» AIM OF THE EXERCISE
Repeat exactly the lines from the start of the records below through the line that contains "Query: electrical outlet", including both.

[Natural-language object grounding data]

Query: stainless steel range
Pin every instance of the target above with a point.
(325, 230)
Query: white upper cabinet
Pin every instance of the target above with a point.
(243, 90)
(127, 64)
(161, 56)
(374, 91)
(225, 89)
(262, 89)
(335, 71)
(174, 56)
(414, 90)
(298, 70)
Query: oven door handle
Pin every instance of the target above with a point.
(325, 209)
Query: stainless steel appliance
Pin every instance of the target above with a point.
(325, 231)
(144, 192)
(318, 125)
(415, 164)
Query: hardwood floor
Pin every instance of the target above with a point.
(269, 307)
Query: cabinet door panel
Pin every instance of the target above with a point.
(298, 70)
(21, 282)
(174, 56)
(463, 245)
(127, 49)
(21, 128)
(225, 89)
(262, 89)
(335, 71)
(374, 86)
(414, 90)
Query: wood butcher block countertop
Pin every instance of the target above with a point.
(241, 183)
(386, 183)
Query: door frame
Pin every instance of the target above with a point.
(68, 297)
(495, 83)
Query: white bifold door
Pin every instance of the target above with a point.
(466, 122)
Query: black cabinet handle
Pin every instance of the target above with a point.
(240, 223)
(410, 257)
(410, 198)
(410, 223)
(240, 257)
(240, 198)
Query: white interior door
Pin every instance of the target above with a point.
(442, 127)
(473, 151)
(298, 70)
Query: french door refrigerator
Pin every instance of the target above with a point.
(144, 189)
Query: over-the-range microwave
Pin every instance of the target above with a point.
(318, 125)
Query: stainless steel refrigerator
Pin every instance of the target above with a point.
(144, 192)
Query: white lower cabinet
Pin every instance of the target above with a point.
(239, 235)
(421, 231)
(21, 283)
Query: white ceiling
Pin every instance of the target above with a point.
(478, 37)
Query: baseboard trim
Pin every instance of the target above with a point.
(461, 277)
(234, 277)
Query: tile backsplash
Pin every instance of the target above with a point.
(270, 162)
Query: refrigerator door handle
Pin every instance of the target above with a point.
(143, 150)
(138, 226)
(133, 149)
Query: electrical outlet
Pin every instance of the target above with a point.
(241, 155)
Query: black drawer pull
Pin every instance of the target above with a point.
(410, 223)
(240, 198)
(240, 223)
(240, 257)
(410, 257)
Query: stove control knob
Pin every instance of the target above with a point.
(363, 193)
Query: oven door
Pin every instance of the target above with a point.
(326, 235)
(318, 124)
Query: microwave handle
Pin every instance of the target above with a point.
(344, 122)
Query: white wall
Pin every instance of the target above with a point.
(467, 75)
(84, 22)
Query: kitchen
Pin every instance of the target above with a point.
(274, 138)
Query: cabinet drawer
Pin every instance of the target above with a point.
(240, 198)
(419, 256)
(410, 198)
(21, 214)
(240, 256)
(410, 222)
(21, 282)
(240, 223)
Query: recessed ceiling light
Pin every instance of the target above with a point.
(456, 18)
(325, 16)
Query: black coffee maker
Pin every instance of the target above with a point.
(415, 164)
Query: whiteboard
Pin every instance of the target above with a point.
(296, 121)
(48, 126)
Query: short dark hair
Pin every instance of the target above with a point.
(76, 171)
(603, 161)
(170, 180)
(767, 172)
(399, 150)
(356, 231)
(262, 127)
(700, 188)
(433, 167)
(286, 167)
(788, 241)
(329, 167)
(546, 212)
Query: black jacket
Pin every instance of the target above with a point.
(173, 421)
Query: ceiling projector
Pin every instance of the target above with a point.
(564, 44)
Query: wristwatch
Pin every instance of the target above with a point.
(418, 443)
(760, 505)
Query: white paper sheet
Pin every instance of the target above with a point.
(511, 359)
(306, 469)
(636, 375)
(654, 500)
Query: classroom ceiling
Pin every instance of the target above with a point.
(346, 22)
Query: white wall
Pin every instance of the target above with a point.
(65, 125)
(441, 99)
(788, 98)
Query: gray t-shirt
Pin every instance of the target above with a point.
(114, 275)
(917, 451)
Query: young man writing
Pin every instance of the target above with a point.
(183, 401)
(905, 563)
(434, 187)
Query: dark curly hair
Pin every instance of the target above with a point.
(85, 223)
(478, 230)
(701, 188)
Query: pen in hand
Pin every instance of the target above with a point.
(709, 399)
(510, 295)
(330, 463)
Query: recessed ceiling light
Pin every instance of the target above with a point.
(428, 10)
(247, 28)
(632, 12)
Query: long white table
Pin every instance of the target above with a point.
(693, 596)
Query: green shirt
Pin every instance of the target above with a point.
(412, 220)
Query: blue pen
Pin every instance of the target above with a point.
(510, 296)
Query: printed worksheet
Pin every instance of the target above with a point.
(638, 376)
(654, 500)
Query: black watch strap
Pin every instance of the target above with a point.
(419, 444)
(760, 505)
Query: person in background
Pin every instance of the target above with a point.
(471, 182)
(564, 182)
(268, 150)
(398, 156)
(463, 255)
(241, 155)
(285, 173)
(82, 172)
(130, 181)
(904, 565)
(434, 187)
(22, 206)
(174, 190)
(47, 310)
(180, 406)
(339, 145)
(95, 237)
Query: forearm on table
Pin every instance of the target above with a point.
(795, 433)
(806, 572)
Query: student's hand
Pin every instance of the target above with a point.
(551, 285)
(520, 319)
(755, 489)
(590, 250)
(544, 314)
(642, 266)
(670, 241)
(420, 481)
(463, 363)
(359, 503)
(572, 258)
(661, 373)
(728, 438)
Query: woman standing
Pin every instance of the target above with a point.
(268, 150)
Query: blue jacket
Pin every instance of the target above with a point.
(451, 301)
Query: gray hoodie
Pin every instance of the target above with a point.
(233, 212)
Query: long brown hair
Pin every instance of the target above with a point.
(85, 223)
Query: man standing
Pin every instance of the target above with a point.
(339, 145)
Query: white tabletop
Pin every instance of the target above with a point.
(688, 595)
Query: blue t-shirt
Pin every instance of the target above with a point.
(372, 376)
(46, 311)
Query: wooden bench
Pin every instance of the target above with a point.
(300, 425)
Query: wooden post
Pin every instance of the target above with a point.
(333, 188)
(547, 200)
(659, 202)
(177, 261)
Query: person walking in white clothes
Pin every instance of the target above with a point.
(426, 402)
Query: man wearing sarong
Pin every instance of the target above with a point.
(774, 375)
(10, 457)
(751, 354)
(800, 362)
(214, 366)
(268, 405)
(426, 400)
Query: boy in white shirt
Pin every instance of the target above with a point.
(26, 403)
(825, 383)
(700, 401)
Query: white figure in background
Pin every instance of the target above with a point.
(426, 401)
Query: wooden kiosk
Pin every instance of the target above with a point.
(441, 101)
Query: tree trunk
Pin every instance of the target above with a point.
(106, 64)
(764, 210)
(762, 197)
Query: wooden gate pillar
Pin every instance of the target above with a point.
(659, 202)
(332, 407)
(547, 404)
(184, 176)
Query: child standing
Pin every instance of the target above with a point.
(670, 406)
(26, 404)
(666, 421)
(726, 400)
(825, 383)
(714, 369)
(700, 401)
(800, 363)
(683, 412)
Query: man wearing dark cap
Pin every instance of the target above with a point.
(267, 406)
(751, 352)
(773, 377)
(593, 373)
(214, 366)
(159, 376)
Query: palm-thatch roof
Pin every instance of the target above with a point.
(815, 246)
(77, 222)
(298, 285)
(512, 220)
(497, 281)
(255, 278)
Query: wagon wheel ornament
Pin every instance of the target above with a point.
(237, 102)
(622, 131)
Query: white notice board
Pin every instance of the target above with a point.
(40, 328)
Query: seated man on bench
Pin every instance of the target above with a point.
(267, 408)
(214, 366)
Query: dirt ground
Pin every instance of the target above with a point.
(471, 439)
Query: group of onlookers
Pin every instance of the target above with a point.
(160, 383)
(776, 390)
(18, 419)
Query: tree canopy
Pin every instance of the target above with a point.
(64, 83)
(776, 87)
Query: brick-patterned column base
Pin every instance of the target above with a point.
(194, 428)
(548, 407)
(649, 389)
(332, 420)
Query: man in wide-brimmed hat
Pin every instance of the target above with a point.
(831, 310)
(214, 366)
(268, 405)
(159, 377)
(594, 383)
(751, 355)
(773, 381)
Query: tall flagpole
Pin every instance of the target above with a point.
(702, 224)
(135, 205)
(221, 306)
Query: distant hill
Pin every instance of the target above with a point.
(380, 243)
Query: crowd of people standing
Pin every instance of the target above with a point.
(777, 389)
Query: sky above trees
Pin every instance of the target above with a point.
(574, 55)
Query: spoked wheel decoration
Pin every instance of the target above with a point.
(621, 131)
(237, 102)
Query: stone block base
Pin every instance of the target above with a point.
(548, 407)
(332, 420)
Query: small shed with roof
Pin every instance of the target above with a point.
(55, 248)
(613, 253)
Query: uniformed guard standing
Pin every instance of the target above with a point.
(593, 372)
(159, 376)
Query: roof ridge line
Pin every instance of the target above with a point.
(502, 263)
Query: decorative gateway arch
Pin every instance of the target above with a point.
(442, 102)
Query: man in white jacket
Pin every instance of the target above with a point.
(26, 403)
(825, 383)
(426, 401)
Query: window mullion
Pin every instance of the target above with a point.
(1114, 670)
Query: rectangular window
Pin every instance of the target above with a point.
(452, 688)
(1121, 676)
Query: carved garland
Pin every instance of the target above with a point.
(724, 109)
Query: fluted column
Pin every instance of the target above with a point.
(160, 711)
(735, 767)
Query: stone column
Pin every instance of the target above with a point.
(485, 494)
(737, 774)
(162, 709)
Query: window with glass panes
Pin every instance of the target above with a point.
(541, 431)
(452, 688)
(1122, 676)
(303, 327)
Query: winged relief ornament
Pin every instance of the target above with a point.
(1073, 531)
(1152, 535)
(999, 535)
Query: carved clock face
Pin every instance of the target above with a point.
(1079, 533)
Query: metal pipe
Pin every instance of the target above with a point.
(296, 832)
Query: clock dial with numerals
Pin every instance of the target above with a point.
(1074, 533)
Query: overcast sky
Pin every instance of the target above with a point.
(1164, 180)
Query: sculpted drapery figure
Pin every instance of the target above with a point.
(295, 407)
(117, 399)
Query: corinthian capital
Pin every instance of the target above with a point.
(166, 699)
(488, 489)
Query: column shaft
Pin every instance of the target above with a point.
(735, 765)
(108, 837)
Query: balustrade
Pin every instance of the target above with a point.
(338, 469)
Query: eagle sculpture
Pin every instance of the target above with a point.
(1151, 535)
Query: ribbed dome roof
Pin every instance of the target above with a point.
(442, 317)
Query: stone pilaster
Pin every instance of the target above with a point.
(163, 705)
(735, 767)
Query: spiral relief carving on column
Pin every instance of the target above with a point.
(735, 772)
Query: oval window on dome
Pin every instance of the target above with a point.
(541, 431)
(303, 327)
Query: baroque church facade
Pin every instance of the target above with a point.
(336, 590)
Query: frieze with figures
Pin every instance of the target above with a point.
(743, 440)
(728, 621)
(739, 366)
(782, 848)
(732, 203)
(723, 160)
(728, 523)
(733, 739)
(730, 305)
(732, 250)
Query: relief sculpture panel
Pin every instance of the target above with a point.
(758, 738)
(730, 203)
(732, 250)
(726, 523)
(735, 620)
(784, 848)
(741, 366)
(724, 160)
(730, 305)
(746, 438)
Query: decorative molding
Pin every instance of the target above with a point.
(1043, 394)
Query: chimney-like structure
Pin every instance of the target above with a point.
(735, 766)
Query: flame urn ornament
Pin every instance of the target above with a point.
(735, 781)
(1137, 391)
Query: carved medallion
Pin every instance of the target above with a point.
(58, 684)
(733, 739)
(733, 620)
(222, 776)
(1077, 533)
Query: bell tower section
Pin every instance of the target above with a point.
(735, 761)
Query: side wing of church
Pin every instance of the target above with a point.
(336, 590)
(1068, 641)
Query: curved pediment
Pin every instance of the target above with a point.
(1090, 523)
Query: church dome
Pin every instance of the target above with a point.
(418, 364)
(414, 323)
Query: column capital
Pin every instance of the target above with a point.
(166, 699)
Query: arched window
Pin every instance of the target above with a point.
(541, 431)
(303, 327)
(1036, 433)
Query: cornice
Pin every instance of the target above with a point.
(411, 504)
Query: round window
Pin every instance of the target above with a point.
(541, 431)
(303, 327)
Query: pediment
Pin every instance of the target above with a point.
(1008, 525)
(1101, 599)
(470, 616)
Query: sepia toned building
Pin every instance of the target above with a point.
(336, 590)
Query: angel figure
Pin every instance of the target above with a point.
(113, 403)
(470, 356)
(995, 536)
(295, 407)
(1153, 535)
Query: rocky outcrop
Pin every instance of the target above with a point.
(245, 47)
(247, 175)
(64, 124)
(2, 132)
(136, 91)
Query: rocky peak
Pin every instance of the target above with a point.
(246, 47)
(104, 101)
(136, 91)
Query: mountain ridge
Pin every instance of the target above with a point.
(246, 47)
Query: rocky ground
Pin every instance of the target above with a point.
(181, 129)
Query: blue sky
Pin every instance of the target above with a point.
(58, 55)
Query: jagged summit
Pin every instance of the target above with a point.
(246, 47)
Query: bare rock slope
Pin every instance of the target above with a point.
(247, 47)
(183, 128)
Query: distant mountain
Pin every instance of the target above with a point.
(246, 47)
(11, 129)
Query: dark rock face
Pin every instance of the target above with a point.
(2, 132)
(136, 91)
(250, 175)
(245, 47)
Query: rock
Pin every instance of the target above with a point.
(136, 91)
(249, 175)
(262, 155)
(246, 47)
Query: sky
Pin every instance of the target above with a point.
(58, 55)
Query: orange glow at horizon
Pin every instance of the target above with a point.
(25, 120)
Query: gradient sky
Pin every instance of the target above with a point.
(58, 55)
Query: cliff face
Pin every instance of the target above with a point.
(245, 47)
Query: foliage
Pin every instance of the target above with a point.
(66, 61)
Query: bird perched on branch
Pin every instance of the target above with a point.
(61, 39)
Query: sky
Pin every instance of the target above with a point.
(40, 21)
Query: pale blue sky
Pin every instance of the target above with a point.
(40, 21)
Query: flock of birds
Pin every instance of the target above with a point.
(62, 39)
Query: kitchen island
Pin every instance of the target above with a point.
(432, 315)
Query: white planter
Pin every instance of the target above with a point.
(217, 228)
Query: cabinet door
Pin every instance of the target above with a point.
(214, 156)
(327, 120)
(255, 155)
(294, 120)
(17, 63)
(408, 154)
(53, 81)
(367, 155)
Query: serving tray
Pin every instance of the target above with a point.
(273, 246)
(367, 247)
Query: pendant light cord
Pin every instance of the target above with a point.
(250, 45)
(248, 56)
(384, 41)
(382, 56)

» TASK SOLUTION
Query: stainless steel range
Pin every instance of the target above with a point.
(325, 230)
Query: white upper cabinet
Pin every instance of the target above with a point.
(243, 90)
(127, 64)
(161, 56)
(374, 91)
(225, 89)
(262, 89)
(335, 71)
(174, 56)
(414, 90)
(298, 70)
Query: oven door handle
Pin every instance of the target above with a point.
(325, 209)
Query: stainless steel appliance
Pin every instance of the target above with a point.
(325, 231)
(144, 192)
(318, 125)
(415, 164)
Query: hardwood floor
Pin every instance of the target above with a point.
(269, 307)
Query: cabinet door panel
Pin every instance of the target above with a point.
(298, 70)
(21, 282)
(174, 56)
(463, 245)
(127, 49)
(21, 128)
(225, 89)
(262, 89)
(335, 71)
(374, 86)
(414, 90)
Query: wood butcher block countertop
Pin every instance of the target above with a point.
(241, 183)
(386, 183)
Query: door frame
Pin every instance of the target above with a point.
(68, 297)
(495, 83)
Query: white bifold door
Pin every instance of the target above with a point.
(466, 122)
Query: black cabinet handle
Pin every instance of the target above with a point.
(240, 223)
(410, 257)
(410, 198)
(410, 223)
(240, 257)
(240, 198)
Query: white interior door
Pin every instance of the target above with a point.
(442, 127)
(473, 151)
(298, 70)
Query: french door refrigerator
Pin every instance of the target above with a point.
(144, 189)
Query: over-the-range microwave
Pin every instance of the target above with a point.
(318, 125)
Query: stainless steel refrigerator
Pin every instance of the target above with a point.
(144, 192)
Query: white lower cabinet
Pin every instance of the target above with a point.
(239, 235)
(421, 231)
(21, 283)
Query: white ceiling
Pin every instance of the target above with a point.
(478, 37)
Query: baseboard trim
Pin every instance of the target above with a point.
(461, 277)
(234, 277)
Query: tile backsplash
Pin every instance of the target above with a point.
(270, 162)
Query: refrigerator door handle
Pin every instance of the target above with a point.
(143, 150)
(138, 226)
(133, 149)
Query: electrical outlet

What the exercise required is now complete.